DOCUMENT SEGMENT:
All Saints Church, West Stourmouth, is a redundant Anglican church in the civil parish of Stourmouth, Kent, England. It is recorded in the National Heritage List for England as a designated Grade I listed building, and is under the care of the Churches Conservation Trust. The church stands in the settlement of West Stourmouth, some 4 mi north of Wingham to the southeast of the A28 road.

==History==

The main fabric in the church is Anglo-Saxon. Alterations were made in the late 12th century. The church was damaged in an earthquake in 1382, and was subsequently rebuilt. Windows were replaced in the 14th and 15th centuries. The church was restored in 1845, when the seating was reorganised. It has been redundant since 1979.

DATA BLOCK:

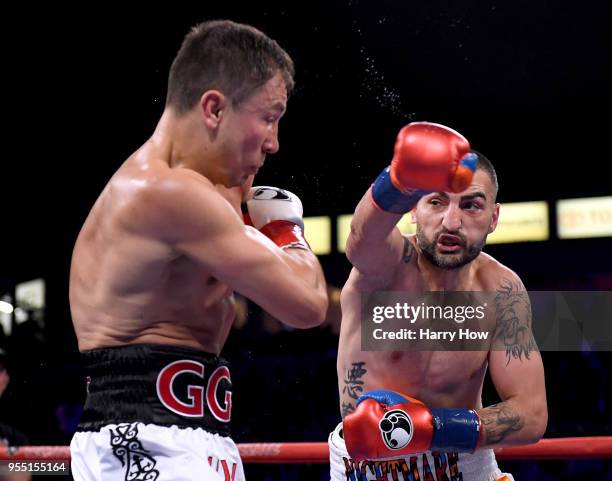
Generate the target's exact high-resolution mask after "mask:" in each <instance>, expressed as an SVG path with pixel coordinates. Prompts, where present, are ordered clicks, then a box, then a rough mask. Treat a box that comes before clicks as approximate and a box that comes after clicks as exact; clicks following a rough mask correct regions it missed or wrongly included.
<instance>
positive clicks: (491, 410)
mask: <svg viewBox="0 0 612 481" xmlns="http://www.w3.org/2000/svg"><path fill="white" fill-rule="evenodd" d="M477 412H478V416H479V417H480V422H481V427H480V429H481V435H480V442H479V447H495V446H504V445H512V444H531V443H535V442H537V441H538V440H539V439H540V438H541V437H542V436H543V435H544V431H545V430H546V424H547V420H548V412H547V408H546V402H540V401H539V400H537V399H525V400H518V399H509V400H507V401H504V402H501V403H499V404H494V405H492V406H489V407H486V408H483V409H480V410H478V411H477Z"/></svg>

TO DO:
1. Write out the All Saints Church passage word for word, everything from "The main fabric" down to "redundant since 1979.".
2. Please check these statements against the All Saints Church passage and answer yes or no for each, quoting the words that decide it: (a) The church is a Grade I listed building. (b) The church was damaged by a fire in 1382. (c) The church has been redundant since 1845.
3. Carry the All Saints Church passage on from its final sentence.
The material after the All Saints Church passage stands apart from it.

ANSWERS FOR THE EXERCISE:
1.
The main fabric in the church is Anglo-Saxon. Alterations were made in the late 12th century. The church was damaged in an earthquake in 1382, and was subsequently rebuilt. Windows were replaced in the 14th and 15th centuries. The church was restored in 1845, when the seating was reorganised. It has been redundant since 1979.

2.
(a) Yes: "a designated Grade I listed building".
(b) No: "The church was damaged in an earthquake in 1382".
(c) No: "It has been redundant since 1979."

3.
==Architecture==
===Exterior===
The church is constructed in flint with stone dressings and tiled roofs. Its plan consists of a nave with north and south aisles, a chancel, a south porch, and a west tower. The tower is weatherboarded with a shingled spire, and is supported by two 17th-century massive brick buttresses. Between the buttresses is a porch, above which is a 15th-century two-light window. The south aisle has a brick parapet and contains three two-light ogee-headed 14th-century windows. The south porch is gabled with corner buttresses. The east wall of the chancel was rebuilt in the 19th century, and contains a Decorated style window. In the south wall are two lancet windows, and there is a similar window on the north side. Only the lower half of the north aisle survives, and it contains two hipped dormers.

===Interior===
The chancel has dado panelling, a piscina and choir stalls, all dating from the 17th century. The base of a rood screen with four panels is still present. Also dating from the 17th century are an octagonal pulpit and box pews. In the chancel is a brass dated 1472. There are fragments of 15th-century glass in the south window of the chancel. Also in the church are the royal arms of George III.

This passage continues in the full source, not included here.